◆ **Work item**
Set down each line of the data below exactly as it stands, dropping the pictures.

════════

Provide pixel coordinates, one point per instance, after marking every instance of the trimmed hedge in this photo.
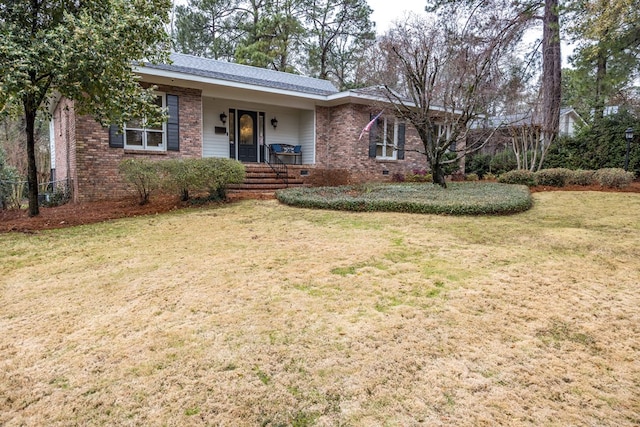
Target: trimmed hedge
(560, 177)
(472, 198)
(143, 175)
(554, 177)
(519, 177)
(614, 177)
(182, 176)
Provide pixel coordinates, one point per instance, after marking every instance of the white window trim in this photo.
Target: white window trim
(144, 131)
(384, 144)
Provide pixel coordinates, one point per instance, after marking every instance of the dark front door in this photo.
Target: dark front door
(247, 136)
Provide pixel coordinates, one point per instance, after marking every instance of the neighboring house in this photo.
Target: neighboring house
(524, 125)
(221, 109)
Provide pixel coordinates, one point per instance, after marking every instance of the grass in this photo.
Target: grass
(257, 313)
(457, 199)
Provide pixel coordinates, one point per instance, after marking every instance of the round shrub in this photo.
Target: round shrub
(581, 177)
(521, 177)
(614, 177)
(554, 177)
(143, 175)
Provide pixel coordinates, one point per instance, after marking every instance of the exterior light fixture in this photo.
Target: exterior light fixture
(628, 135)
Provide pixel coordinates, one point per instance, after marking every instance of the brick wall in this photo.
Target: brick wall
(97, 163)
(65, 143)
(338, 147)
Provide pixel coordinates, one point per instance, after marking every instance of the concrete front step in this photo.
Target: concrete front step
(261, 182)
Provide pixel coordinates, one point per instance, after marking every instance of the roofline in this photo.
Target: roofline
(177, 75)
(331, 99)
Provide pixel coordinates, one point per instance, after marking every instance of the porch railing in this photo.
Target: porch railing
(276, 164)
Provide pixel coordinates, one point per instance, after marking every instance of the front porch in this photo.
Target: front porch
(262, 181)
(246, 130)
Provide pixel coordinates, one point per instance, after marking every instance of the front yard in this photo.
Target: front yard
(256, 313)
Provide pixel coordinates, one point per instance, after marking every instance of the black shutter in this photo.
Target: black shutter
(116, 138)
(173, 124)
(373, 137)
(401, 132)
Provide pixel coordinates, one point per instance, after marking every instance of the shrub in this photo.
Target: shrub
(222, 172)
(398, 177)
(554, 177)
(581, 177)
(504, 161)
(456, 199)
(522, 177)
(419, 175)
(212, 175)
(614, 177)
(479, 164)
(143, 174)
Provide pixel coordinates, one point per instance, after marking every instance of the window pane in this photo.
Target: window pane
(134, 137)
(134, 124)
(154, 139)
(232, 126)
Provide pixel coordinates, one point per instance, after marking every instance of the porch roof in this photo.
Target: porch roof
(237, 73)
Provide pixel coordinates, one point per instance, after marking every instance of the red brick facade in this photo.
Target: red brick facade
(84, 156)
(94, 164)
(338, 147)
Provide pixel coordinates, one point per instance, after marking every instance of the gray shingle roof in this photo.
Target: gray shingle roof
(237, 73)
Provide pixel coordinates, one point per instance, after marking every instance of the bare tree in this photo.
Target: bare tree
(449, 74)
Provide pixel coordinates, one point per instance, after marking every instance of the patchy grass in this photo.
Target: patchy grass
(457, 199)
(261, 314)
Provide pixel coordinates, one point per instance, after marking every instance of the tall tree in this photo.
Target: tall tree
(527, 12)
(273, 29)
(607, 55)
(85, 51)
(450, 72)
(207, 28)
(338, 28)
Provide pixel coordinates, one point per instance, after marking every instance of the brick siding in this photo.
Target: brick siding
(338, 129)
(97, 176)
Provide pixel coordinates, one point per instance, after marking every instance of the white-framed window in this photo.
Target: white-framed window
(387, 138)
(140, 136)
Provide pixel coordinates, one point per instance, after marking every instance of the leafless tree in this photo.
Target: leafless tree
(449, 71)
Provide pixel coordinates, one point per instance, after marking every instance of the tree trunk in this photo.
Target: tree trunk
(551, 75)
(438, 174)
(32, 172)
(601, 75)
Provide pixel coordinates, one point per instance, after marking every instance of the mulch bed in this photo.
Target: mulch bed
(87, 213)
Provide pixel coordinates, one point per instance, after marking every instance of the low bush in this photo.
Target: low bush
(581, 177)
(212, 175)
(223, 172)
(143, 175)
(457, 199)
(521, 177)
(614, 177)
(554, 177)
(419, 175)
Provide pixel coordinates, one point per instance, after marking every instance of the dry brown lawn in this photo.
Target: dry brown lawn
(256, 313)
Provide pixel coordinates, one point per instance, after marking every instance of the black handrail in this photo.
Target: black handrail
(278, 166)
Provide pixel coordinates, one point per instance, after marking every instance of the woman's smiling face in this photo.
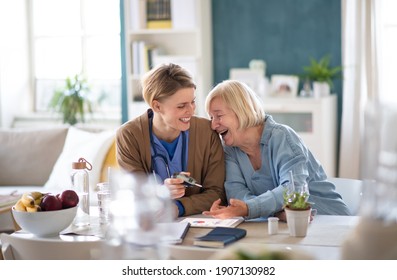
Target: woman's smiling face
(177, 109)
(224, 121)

════════

◆ **Problem solution**
Provide pixel coordinates, one point per instance, after marking every instance of the trimmed hedge in this photo.
Target: trimmed hedge
(560, 177)
(472, 198)
(143, 175)
(554, 177)
(519, 177)
(614, 177)
(182, 176)
Provide pixel coordinates, one point per instance, after marking every instance of the white window trim in this photo.
Target: white window trim
(144, 131)
(384, 144)
Provide pixel coordinates, one point per instance, after marking every instance of the dark front door in this photo.
Target: dark front door
(247, 136)
Provide pixel coordinates, one point per instance, after marking every instance of the neighboring house in this photo.
Target: neighboring house
(524, 125)
(221, 109)
Provide pixel coordinates, one point per instance, after marking every instance of the grass in this photo.
Target: grass
(257, 313)
(457, 199)
Provide pixel coordinates, one point per instance, after marking every instance of the round shrub in this photo.
Target: round shrub
(581, 177)
(521, 177)
(614, 177)
(554, 177)
(143, 175)
Provide pixel coordinates, one point per instance, after marking every instance of the exterior light fixture in this photo.
Target: exterior light fixture
(628, 135)
Provide pixel coordinates, one point per instance, after marking every instance of the brick wall in this photo.
Target: brick wall
(97, 163)
(65, 143)
(338, 147)
Provide pixel coordinates, one point per instance, after marking every instance of the concrete front step in this photo.
Target: concrete front step
(261, 182)
Provide pixel coordinates, one point per instance, after marking every instance of the roofline in this photo.
Target: roofline
(177, 75)
(331, 99)
Provide pixel coordinates, one point per instance, after marking every instance of the porch railing in this photo.
Target: porch railing
(276, 164)
Provide pixel coordinates, one point per instance, after marking every instance of the front porch in this photo.
Target: front porch
(262, 181)
(246, 130)
Provide pixel coordinates, one point per instance, after marking every instance of the front yard in this photo.
Target: front yard
(256, 313)
Provide pixel coordinates, one point per instance, after marking every instance of the black shutter in this photo.
Target: black shutter
(116, 138)
(173, 124)
(373, 137)
(401, 132)
Provide pixel coordinates, one point per instance, after marking every instance of the shrub in this photo.
Target: shrub
(222, 172)
(398, 177)
(554, 177)
(581, 177)
(504, 161)
(456, 199)
(522, 177)
(419, 175)
(212, 175)
(614, 177)
(479, 164)
(143, 174)
Provide pixel coordinates, one point per instance, after marking every instance of the window pane in this photo.
Target: window pane
(134, 137)
(134, 124)
(154, 139)
(232, 126)
Provide pixel coordinates, one point per instance, after marking every instance of the porch roof in this photo.
Target: porch roof
(237, 73)
Provide pixel coordinates, one point per instance, after marking every instance of the red brick facade in this photo.
Target: red brick facade
(84, 156)
(94, 164)
(338, 147)
Provide pixel coordinates, one point per instance, after marking every instance of the gray shingle roof in this photo.
Target: gray shingle roof
(237, 73)
Provide pixel coordinates, one point per instance, after marking every instance of the bare tree in this photo.
Target: bare tree
(449, 74)
Provide pixel coordinates, one point per instance, after marking every instance of the patchy grass in this photo.
Target: patchy grass
(457, 199)
(261, 314)
Provide pixel coordinates, one point per instance, after marking every instance of the tall tree in this photo.
Target: tall tree
(527, 12)
(273, 29)
(607, 55)
(85, 51)
(450, 72)
(207, 28)
(338, 28)
Provide pixel coordinates, one point per instance, after marking every instance of the brick siding in this photo.
Target: brick siding
(338, 129)
(97, 176)
Provide pixel coordinates, one point per instance, after marking every instance of the white-framed window in this photo.
Target: white-framed window
(387, 138)
(140, 136)
Provide pixel coordinates, one point per instance, after marking every instance of the leafless tree in this photo.
Target: leafless tree
(449, 71)
Provide pixel coordinates, one point per instance, after marking every instance of the tree trunk in this photo.
Target: tree trunk
(551, 75)
(438, 174)
(32, 172)
(601, 75)
Provide pixel coordinates, one point per instance, after marking every instance of the mulch bed in this photo.
Target: mulch bed
(87, 213)
Provide pixel coordinates, one point per instance, after marking every instance of the low bush in this photo.
Target: low bush
(581, 177)
(212, 175)
(223, 172)
(143, 175)
(457, 199)
(521, 177)
(614, 177)
(554, 177)
(419, 175)
Provide pixel coordinates, one point per instance, after marking every instance of the dry brown lawn in this photo.
Target: dry brown lawn
(256, 313)
Provide pixel coordinates, one point per instance, after marking every instance of the black handrail in this photo.
Target: black handrail
(278, 166)
Provide pixel coordinates, one point per instance, after marking every instance of the woman's smiling face in this photo.
Target: woman's smiling face
(177, 109)
(224, 121)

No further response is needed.